> _DO THIS_: Rewrite everything from the entry containing "Regarding the green jeep" down to the line containing "[332,132,537,147]", swapping "side mirror" for "wing mirror" and leaving everything else unchanged. Return only those lines.

> _AVAILABLE DATA_:
'''

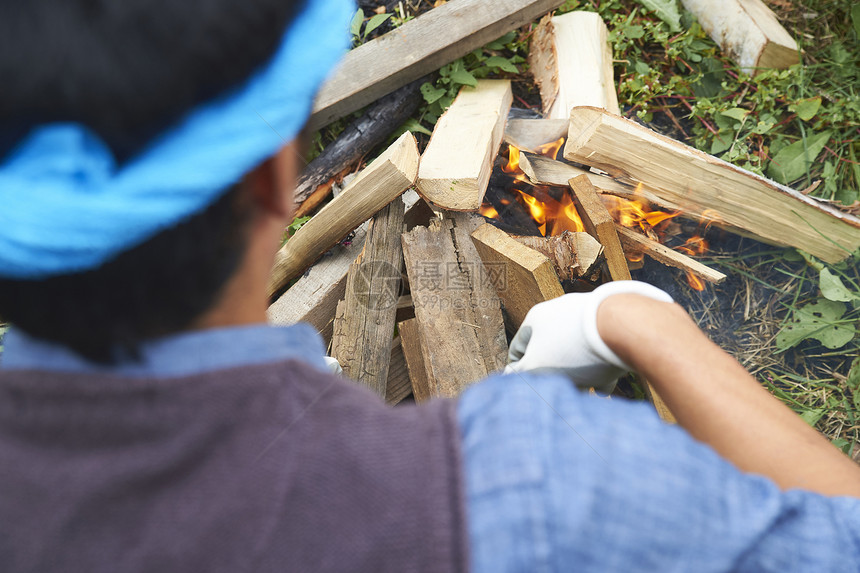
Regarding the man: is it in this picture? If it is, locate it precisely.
[0,0,860,573]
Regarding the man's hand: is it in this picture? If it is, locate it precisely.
[505,281,672,393]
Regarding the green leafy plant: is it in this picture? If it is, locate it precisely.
[349,8,392,44]
[419,32,527,126]
[776,254,860,351]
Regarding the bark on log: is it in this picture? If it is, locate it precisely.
[472,223,564,328]
[268,189,435,346]
[514,231,603,281]
[295,78,424,213]
[564,107,860,263]
[681,0,800,73]
[402,213,507,399]
[268,132,418,296]
[331,201,404,397]
[309,0,563,130]
[529,11,621,120]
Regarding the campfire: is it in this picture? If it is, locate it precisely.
[269,0,860,420]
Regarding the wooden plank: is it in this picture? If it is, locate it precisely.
[472,223,564,328]
[397,318,431,402]
[570,175,630,281]
[529,11,621,119]
[570,175,675,423]
[615,224,726,284]
[681,0,800,73]
[385,336,412,406]
[268,132,418,296]
[331,201,404,397]
[293,80,423,213]
[268,189,435,345]
[401,214,507,399]
[520,153,678,211]
[309,0,563,130]
[564,107,860,263]
[513,231,603,281]
[268,224,367,346]
[416,80,513,211]
[505,117,570,153]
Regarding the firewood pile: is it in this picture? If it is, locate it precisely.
[269,0,860,419]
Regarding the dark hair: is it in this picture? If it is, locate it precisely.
[0,0,313,362]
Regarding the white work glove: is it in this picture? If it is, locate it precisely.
[505,281,672,394]
[323,356,343,374]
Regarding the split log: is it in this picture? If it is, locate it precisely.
[615,224,726,284]
[570,175,630,281]
[401,213,508,399]
[514,231,603,281]
[268,224,367,347]
[397,318,432,402]
[564,107,860,263]
[268,132,418,296]
[472,223,564,328]
[268,189,435,346]
[331,201,404,397]
[416,80,513,211]
[520,153,677,210]
[505,117,570,153]
[309,0,563,130]
[294,79,423,213]
[385,336,412,406]
[681,0,800,73]
[529,11,621,120]
[570,181,676,423]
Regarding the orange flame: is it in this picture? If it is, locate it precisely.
[478,203,499,219]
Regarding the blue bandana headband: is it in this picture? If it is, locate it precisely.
[0,0,355,279]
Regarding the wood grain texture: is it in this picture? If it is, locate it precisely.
[309,0,563,131]
[615,224,726,284]
[268,132,418,296]
[293,80,423,213]
[268,224,367,346]
[397,318,431,402]
[513,231,603,281]
[401,214,507,399]
[529,11,621,120]
[331,201,404,397]
[570,175,630,281]
[268,189,428,346]
[505,117,570,153]
[416,80,513,211]
[681,0,800,73]
[385,336,412,406]
[472,223,564,328]
[564,107,860,263]
[520,153,677,210]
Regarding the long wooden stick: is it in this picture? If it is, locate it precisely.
[564,107,860,263]
[472,223,564,328]
[269,132,418,296]
[309,0,564,130]
[615,224,726,284]
[570,175,676,423]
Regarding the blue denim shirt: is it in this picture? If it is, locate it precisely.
[0,325,860,573]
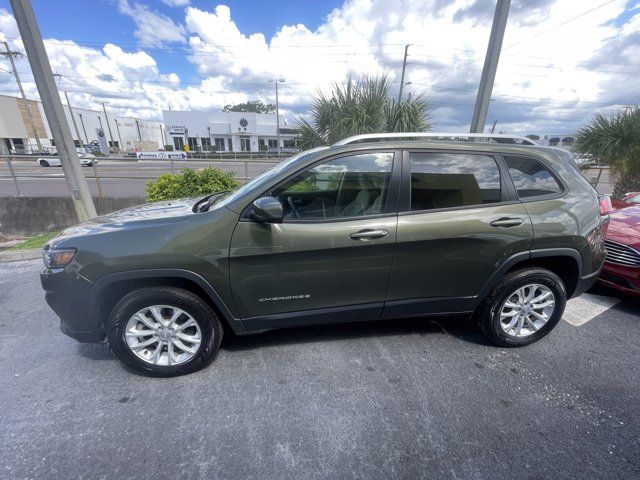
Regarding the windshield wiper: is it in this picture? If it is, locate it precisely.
[193,190,229,213]
[191,193,217,213]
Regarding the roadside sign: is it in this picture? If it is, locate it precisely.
[136,152,187,160]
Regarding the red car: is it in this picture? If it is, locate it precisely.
[599,204,640,295]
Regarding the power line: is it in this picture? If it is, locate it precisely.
[504,0,615,50]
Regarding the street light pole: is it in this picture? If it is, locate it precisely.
[0,42,42,152]
[469,0,511,133]
[100,102,115,150]
[398,43,410,103]
[64,90,82,146]
[11,0,96,222]
[269,78,284,156]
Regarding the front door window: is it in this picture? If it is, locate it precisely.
[272,152,393,220]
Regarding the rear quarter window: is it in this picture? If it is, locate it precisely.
[504,155,562,199]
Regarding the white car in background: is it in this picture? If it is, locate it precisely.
[37,152,98,167]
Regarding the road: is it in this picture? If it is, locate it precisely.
[0,261,640,480]
[0,159,277,197]
[0,159,612,197]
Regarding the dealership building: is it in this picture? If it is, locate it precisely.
[0,95,166,154]
[162,110,297,152]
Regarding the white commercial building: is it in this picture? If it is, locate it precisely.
[162,110,296,152]
[0,95,165,153]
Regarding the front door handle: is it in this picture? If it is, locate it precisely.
[489,217,524,228]
[349,230,389,240]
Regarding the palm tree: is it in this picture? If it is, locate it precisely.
[297,75,432,149]
[575,106,640,198]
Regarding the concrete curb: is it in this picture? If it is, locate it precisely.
[0,248,42,263]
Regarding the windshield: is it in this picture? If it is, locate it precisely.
[212,147,329,206]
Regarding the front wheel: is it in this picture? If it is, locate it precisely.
[107,287,222,377]
[476,267,567,347]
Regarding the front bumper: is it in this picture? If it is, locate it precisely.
[40,268,104,343]
[571,267,603,298]
[598,262,640,295]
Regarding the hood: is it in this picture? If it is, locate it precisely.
[607,206,640,250]
[53,198,197,243]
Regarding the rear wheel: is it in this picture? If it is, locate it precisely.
[107,287,222,377]
[476,267,567,347]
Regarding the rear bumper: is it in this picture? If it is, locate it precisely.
[40,268,104,343]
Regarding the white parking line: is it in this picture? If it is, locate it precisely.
[562,293,620,327]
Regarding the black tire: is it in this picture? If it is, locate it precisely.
[475,267,567,347]
[106,287,223,377]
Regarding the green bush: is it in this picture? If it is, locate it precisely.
[146,167,240,202]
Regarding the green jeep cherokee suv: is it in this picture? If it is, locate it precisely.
[41,134,608,376]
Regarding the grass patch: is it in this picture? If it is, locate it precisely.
[8,232,59,250]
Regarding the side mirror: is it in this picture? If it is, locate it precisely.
[251,197,284,223]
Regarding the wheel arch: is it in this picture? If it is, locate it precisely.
[477,248,582,304]
[89,269,246,333]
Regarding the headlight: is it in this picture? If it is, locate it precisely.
[42,247,78,270]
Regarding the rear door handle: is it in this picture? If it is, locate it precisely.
[349,230,389,240]
[489,217,524,228]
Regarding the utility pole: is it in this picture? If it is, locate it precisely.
[398,43,410,103]
[100,102,116,150]
[78,113,89,144]
[114,118,124,150]
[269,78,284,156]
[10,0,96,222]
[0,42,42,152]
[469,0,511,133]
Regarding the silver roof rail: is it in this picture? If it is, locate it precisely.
[332,132,537,147]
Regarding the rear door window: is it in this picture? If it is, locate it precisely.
[409,152,501,211]
[504,155,562,199]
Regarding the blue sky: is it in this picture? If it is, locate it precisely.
[0,0,640,133]
[0,0,342,80]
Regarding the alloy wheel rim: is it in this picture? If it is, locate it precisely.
[500,283,556,338]
[124,305,202,366]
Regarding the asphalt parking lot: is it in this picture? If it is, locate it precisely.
[0,261,640,479]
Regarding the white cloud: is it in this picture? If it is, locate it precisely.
[162,0,191,7]
[0,0,640,133]
[118,0,185,46]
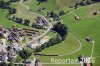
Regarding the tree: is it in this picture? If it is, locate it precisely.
[9,8,17,14]
[8,62,14,66]
[59,10,66,16]
[53,22,68,40]
[0,62,7,66]
[86,0,92,5]
[24,19,30,26]
[19,48,33,59]
[74,3,79,9]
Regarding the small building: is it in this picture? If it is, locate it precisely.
[28,40,39,49]
[39,36,51,44]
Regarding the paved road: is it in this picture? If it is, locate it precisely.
[20,0,53,47]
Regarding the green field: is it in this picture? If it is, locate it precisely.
[0,0,100,66]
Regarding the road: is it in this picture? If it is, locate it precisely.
[20,0,53,47]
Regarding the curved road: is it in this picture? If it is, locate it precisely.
[20,0,53,46]
[20,0,83,56]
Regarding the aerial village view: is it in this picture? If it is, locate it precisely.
[0,0,100,66]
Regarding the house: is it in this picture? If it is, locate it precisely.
[28,40,39,49]
[39,36,51,44]
[0,39,7,61]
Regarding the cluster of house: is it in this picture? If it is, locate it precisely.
[78,55,93,66]
[0,25,22,61]
[28,36,51,49]
[35,17,48,28]
[25,58,42,66]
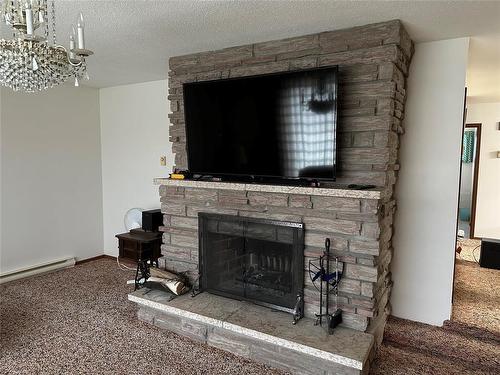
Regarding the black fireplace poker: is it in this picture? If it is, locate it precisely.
[309,238,342,334]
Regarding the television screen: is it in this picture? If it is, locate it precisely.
[183,67,338,180]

'''

> _SOLUTION TO THIS TASK_:
Regarding the green jeep cherokee suv: is it in this picture? If it is, locate it precisely.
[41,134,608,376]
Regarding the grass patch: is it in this picture? If it is, locate it precisely.
[8,232,59,250]
Regarding the wing mirror: is it in this picture? If it is, locate it precisely.
[251,197,284,223]
Regarding the wheel arch: is it in this picture? If it is, locate it precisely.
[477,248,582,304]
[89,269,246,333]
Regarding the headlight: is it in this picture? If it is, locate it precisely.
[42,247,78,270]
Regarding the rear door handle: is it in this picture? If it is, locate it precisely.
[349,230,389,240]
[489,217,524,228]
Regarding the utility pole: is it in this picture? If it is, locate it precisely.
[398,43,410,103]
[100,102,116,150]
[78,113,89,144]
[114,118,124,150]
[269,78,284,156]
[10,0,96,222]
[0,42,42,152]
[469,0,511,133]
Regarding the silver roof rail: is it in this picture? If it is, locate it precisely.
[332,132,537,147]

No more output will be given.